■ **Task instructions**
(1) In the weekend blog post, how high did the writer have to fly on the return trip to avoid the clouds?
(2) Repeat the stretch of the weekend blog post from "So Saturday was" through "shift is occurring.".
(3) Pick up the weekend blog post after its final sentence and carry it forward.
====== Excerpt to read
Euphoric!

I feel great! This weekend was wonderful for me! Saturday began with a little flight in my airplane over the Rockies to Invermere, B.C. This was something I had been wanting to do for a long time. Flying in and over the mountains is a very different feeling than flying out over the prairies. Over the prairies there seem to be endless landing possibilities in the event of a crisis. In the mountains, watch out! Anyway, made it without incident, had a cup of coffee at the local Super 8, flew back. Returning I encountered considerably more clouds than outbound, so had to fly quite high, up to 14,000 feet, to avoid them. But it was a great feeling of accomplishment!

So, a positive start to the weekend. Then home, lunch, nap, and mowed the front lawn. At my house this is quite an undertaking, it being almost as much vertical as horizontal!! Cleaned out some grass and weeds around some trees, and then tackled my fence. We are contemplating building a deck in a few weeks, and my decrepit old fence has to go for that. It had to go anyway, as it was in danger every big wind we had! Got a little over half of it down.

So Saturday was a day full of physical work. It felt great! Also, I am on a restrictive diet and have been operating at very low energy for quite a few weeks. That I was able to accomplish as much as I did with such low energy felt like a huge deal!

Sunday morning, traditionally a Church day for me, I spent on the internet, catching up on numerous spirituality websites I more-or-less keep track of. And it was wonderful! The overall impression I am receiving right now is quite optimistic. It seems to be the consensus that May and before was a difficult time for many spiritual people. But June is seen as bringing in more light and positive stuff. There is a lot going on behind the scenes, spiritually. Things may look dark on the physical plane, but in the spiritual realms things are happening. There is definitely the sense that a shift is occurring.

This shift has been foretold for a long time now. At first many anticipated it would happen at the change of ages predicted in the Mayan calendar. This prediction was usually thought by scholars to be the winter solstice of 2012. Nothing really happened then. At least nothing visible, nothing “big”, or noticeable. There was some understandable disappointment over that. But the sun keeps coming up in the morning, so we have to go on.
============
====== Extracted material
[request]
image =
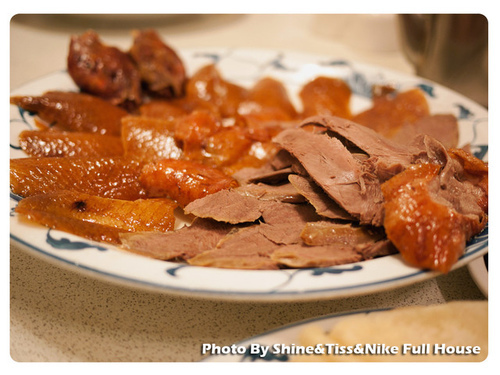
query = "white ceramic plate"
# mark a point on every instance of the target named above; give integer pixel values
(245, 66)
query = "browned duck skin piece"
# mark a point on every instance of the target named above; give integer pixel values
(69, 144)
(97, 218)
(104, 71)
(182, 180)
(161, 69)
(108, 177)
(73, 111)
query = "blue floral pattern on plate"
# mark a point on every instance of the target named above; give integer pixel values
(245, 66)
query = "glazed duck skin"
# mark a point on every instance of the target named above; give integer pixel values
(182, 180)
(96, 218)
(428, 232)
(69, 144)
(71, 111)
(111, 177)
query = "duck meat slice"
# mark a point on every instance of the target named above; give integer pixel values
(303, 256)
(342, 176)
(387, 158)
(244, 248)
(324, 205)
(184, 243)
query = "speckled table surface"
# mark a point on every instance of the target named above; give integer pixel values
(58, 315)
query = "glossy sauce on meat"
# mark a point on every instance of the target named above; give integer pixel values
(182, 180)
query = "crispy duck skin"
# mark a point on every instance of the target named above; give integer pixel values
(161, 69)
(391, 111)
(69, 144)
(183, 180)
(428, 233)
(73, 111)
(149, 138)
(326, 96)
(96, 218)
(103, 71)
(109, 177)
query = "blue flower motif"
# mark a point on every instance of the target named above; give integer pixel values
(66, 244)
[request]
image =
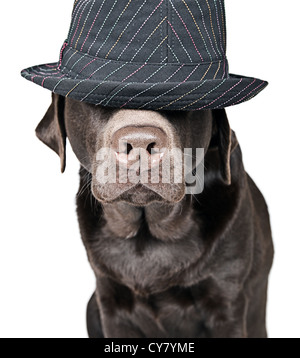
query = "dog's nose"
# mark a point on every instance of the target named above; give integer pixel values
(144, 143)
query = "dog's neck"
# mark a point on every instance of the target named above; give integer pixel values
(165, 221)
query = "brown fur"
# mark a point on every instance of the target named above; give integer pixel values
(168, 264)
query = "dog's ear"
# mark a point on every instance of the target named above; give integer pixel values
(226, 142)
(51, 129)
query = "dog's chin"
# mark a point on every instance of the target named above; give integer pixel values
(140, 196)
(137, 195)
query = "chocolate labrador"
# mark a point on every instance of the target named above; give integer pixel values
(167, 264)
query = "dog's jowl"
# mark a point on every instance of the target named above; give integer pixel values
(177, 233)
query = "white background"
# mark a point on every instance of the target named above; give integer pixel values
(45, 278)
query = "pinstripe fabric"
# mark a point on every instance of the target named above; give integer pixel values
(163, 54)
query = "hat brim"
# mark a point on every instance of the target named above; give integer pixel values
(189, 95)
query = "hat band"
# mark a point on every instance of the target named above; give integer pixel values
(82, 66)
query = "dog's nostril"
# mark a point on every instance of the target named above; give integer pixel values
(150, 148)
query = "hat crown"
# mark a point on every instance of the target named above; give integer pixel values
(156, 31)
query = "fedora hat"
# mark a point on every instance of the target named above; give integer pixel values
(141, 54)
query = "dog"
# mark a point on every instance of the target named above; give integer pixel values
(167, 264)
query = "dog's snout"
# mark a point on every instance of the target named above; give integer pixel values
(130, 142)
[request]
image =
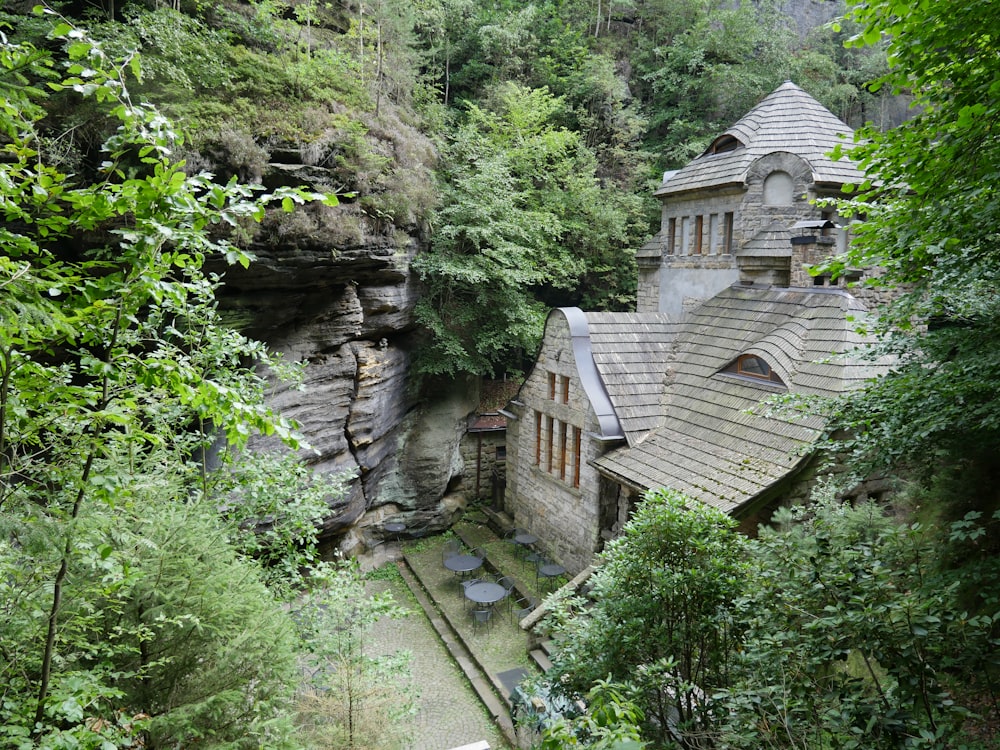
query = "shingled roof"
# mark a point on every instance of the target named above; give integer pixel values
(630, 351)
(715, 442)
(787, 120)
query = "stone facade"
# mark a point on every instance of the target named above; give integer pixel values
(739, 229)
(551, 440)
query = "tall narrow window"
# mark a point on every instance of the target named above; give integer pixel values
(538, 438)
(549, 442)
(563, 428)
(576, 457)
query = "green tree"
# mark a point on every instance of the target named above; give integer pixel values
(859, 635)
(928, 227)
(115, 371)
(661, 618)
(351, 699)
(523, 216)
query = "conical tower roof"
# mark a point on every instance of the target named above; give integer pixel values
(788, 120)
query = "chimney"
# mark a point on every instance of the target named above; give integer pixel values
(812, 243)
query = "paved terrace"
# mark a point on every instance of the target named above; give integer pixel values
(449, 656)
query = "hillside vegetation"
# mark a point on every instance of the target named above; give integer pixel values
(149, 603)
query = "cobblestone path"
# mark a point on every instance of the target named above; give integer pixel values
(448, 712)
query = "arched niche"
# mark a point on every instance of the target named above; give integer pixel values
(779, 189)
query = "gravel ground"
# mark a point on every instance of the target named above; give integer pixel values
(449, 713)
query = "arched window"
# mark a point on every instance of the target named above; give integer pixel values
(779, 190)
(753, 366)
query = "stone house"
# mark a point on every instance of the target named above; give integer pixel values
(675, 394)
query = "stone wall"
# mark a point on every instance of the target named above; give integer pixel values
(565, 517)
(483, 455)
(331, 287)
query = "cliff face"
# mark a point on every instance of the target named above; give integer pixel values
(332, 287)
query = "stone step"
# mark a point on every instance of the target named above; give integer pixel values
(474, 672)
(541, 659)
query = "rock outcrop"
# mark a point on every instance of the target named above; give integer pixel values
(332, 287)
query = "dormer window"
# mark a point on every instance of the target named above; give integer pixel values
(752, 366)
(722, 144)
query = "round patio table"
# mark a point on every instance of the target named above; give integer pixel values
(463, 563)
(550, 571)
(485, 592)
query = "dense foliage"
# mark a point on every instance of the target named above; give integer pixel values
(839, 627)
(929, 227)
(534, 205)
(145, 601)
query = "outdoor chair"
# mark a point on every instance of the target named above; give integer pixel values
(482, 618)
(524, 607)
(465, 585)
(508, 584)
(452, 547)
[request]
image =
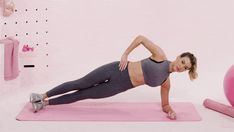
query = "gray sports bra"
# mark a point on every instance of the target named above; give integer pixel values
(155, 73)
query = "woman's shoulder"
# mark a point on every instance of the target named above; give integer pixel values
(158, 58)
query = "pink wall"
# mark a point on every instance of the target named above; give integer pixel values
(85, 34)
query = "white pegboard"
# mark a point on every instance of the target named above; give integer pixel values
(29, 25)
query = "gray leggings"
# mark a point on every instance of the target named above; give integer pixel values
(105, 81)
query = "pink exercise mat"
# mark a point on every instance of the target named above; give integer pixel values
(109, 111)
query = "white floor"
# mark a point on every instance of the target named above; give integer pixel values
(13, 100)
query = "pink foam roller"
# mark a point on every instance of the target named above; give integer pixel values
(222, 108)
(228, 85)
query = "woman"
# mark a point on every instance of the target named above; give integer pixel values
(119, 76)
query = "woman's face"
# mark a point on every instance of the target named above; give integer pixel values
(182, 64)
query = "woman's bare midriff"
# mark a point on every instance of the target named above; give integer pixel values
(136, 73)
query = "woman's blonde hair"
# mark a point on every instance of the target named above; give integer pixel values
(193, 70)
============
■ **The answers**
(1) Up to 14,000 feet.

(2)
So Saturday was a day full of physical work. It felt great! Also, I am on a restrictive diet and have been operating at very low energy for quite a few weeks. That I was able to accomplish as much as I did with such low energy felt like a huge deal!

Sunday morning, traditionally a Church day for me, I spent on the internet, catching up on numerous spirituality websites I more-or-less keep track of. And it was wonderful! The overall impression I am receiving right now is quite optimistic. It seems to be the consensus that May and before was a difficult time for many spiritual people. But June is seen as bringing in more light and positive stuff. There is a lot going on behind the scenes, spiritually. Things may look dark on the physical plane, but in the spiritual realms things are happening. There is definitely the sense that a shift is occurring.

(3)
This would accord with my opinion that setting the Mayan calendar date so precisely was a big mistake. It was based on scholars interpreting some very mysterious and enigmatic carvings on ancient ruins of the Mayan culture. I felt it was a mistake to pin it down to our own modern Julian calendar so closely.

Now the thinking is that the next few months promise significant events to occur. Will this have the same outcome? Will there be noticeable shifts, or disappointing sameness? I don’t know. Huge grains of salt are needed to take any of this seriously, until events actually begin occurring. However, for me personally, my past weekend certainly makes me feel that my own spirit is in accord with what I am reading from various outside sources. I resonate with the opinion that the months leading up to September will be significant. Hang on! The ride may be interesting!!! Like flying through the mountains in a small airplane!!!

To Believe or to Know?

That is the question, isn’t it? What is the core of Christianity? Where is the heart of religion? Did Jesus come to establish a religion?

I find looking back on my religious/spiritual life that I have been very gradually moving from belief to experience. “Very gradually,” although sometimes in huge leaps, other times enduring long dry plateaus. “Gradually” is the overall view provided by the long look back over time!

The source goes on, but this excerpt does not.